Text passage:
==*==

Monday, January 26, 2009

splish splash

We managed to complete our jaunt to east central Virginia with little problem. The drive is about 3 ½ - 4 hours without stops and once you get far enough east the scenery turns quite lovely as you skirt and then climb into the Alleghenies.

The Jefferson Pools in Warm Springs, Virginia are one of those rare finds you encounter when traveling the world. As I was floating in the waters I was trying to sort out why they haven’t become one of those hateful, overrun, over managed and overpopulated venues. As I was thinking so deeply, and floating about on the floaty noodles, I ended up taking a little nap; that’s how hard I was thinking. Even though they’re owned by the Homestead resort just up the road in Hot Springs you’d never know ownership falls under that massive, and apparently highly overrated, golf and resort club. Maybe in the spring, summer, and fall it’s more crowded than on a nice, clear, cold weekend in late January but we may never know since I’d rather be there when it’s cold. After checking in at our Inn (The Inn at Grist Mill) on Saturday afternoon we popped over for an hour’s soak before they lock up that sheds at 5pm. The layout is made up of two octagonal wooden shacks that provide cover over the men’s and women’s baths – both baths are simply pools of hot springs (a perfect 98°) over and the creek bed. The sheds include dressing rooms and a platform that encircles (enoctagons?) the waters. There are no luxuries beyond the amazing waters and provided towels: no heat, no curtains, and no nice robes. You come in wearing your duds, strip down to what God gave you, pop in the water, soak, hop out, dry off (quickly), get dressed and move along – an hour seems to fly by. In January, when it’s about 25 degrees outside, the drying and dressing is the final revitalization; there’s nothing quite as shocking as drying, shivering, and trying to get the warm clothes on as quickly as possible. On Sundays from noon to 1pm they allow the guys and dolls to intermingle…with swimsuits. We learned on Sunday that the women’s bath is only 4’10” deep and the men’s is 6’8” (of course, we each knew our own shack depths from the previous day; we just didn’t know the other’s). The Eleven, as expected of tall people worldwide, chose the men’s bath and subsequently had the place to ourselves for the whole hour before driving back to the NoVa. Once you get over your initial trepidation upon entering the shacks o’er the magma for the first time, they’re unbelievably relaxing.

==*==

Task requirements:
1. According to the post about the Jefferson Pools, what luxuries do the bathhouses lack? List each one.
2. Print the passage of the post about the Jefferson Pools from "splish splash" up to and including "into the Alleghenies.".

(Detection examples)

==*==

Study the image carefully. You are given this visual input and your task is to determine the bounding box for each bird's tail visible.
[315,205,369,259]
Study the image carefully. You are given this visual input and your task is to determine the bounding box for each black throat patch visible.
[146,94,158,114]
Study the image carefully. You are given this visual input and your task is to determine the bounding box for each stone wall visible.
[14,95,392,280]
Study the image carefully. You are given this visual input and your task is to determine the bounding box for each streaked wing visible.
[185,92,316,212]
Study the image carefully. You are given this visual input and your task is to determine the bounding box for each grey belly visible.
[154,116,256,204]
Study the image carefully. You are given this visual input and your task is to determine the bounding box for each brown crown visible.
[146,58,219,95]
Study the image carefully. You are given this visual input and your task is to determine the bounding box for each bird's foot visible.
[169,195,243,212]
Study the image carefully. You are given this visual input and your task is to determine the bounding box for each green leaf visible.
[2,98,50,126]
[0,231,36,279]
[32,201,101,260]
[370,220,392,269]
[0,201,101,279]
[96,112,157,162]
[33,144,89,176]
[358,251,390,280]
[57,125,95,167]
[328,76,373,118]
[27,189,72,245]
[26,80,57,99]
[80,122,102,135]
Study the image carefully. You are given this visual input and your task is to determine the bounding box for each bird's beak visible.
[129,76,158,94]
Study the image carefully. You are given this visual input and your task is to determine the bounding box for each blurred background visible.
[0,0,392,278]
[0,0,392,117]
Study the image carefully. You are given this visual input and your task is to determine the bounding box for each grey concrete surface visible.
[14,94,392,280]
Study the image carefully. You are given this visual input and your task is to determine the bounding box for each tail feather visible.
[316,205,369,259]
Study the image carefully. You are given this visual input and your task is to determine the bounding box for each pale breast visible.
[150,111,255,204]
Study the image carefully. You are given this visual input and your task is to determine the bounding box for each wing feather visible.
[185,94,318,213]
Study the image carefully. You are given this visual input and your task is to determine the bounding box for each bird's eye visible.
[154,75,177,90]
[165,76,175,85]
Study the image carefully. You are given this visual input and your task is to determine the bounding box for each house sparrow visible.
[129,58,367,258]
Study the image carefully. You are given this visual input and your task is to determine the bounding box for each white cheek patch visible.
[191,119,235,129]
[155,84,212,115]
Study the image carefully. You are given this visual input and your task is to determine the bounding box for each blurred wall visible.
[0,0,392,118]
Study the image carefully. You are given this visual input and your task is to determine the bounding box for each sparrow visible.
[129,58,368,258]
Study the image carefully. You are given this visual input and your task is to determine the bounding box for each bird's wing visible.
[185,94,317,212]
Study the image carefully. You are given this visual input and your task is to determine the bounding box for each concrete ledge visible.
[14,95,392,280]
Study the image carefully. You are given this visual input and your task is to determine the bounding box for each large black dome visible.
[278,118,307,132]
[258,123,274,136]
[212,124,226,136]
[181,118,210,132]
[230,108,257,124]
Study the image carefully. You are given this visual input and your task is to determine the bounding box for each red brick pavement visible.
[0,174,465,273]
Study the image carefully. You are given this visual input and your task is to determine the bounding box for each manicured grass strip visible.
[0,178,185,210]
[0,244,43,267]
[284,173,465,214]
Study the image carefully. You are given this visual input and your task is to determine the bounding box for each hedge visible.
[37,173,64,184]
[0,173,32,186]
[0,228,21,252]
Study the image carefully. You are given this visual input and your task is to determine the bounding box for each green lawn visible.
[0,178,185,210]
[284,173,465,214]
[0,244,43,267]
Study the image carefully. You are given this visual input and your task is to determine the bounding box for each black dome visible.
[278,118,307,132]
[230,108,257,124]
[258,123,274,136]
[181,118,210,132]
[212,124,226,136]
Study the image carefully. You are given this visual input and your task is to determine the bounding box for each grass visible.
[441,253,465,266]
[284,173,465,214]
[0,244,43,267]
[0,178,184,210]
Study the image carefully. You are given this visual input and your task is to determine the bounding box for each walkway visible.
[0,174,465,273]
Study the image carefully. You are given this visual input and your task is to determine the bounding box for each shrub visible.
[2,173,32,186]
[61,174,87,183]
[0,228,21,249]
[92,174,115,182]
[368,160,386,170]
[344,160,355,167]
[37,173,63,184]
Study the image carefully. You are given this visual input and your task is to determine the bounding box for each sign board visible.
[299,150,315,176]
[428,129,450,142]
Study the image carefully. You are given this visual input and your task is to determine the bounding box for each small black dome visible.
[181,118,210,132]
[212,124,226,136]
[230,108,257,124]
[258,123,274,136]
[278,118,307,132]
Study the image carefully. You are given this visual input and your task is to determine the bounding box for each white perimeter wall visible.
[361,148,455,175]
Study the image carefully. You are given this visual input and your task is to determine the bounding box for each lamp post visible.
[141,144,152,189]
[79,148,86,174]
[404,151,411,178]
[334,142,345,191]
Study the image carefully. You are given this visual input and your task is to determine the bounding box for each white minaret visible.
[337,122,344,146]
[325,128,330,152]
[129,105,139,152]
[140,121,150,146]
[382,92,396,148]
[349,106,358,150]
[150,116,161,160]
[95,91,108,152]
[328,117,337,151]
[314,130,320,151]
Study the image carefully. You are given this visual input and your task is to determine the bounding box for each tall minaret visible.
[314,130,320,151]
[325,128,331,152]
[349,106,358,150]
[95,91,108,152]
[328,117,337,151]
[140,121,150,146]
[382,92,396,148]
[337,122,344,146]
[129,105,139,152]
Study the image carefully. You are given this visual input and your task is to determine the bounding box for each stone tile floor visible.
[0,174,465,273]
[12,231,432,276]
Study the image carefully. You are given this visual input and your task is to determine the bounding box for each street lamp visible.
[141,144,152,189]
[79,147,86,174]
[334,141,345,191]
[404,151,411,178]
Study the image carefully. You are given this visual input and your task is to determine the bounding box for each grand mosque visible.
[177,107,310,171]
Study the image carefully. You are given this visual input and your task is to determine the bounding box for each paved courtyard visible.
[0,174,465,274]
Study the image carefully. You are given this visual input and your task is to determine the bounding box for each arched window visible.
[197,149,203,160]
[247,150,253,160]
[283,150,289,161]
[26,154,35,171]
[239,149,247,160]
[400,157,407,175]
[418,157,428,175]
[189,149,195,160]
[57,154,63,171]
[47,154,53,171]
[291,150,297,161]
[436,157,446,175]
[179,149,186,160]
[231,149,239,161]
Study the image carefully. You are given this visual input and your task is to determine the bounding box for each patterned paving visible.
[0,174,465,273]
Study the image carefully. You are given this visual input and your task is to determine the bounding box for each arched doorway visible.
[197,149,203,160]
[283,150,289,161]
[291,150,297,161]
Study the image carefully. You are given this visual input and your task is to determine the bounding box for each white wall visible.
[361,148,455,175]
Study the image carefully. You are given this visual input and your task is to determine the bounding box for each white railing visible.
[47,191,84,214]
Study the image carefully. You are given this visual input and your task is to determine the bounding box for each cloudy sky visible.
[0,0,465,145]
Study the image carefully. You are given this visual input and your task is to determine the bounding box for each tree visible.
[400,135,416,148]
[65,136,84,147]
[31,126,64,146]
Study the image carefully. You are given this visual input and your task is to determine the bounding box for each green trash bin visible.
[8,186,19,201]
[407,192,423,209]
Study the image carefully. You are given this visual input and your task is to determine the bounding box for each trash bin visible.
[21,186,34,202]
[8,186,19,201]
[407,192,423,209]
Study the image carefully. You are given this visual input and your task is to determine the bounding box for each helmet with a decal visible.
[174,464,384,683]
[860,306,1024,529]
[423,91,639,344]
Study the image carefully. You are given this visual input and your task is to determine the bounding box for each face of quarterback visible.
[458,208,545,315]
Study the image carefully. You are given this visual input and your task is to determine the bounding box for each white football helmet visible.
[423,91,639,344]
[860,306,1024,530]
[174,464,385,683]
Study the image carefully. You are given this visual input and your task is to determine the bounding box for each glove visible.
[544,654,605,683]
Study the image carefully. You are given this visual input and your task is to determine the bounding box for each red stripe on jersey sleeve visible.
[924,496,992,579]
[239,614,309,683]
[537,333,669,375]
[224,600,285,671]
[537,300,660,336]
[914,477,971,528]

==*==

Outputs for the tasks:
1. heat, curtains, nice robes

2.
splish splash

We managed to complete our jaunt to east central Virginia with little problem. The drive is about 3 ½ - 4 hours without stops and once you get far enough east the scenery turns quite lovely as you skirt and then climb into the Alleghenies.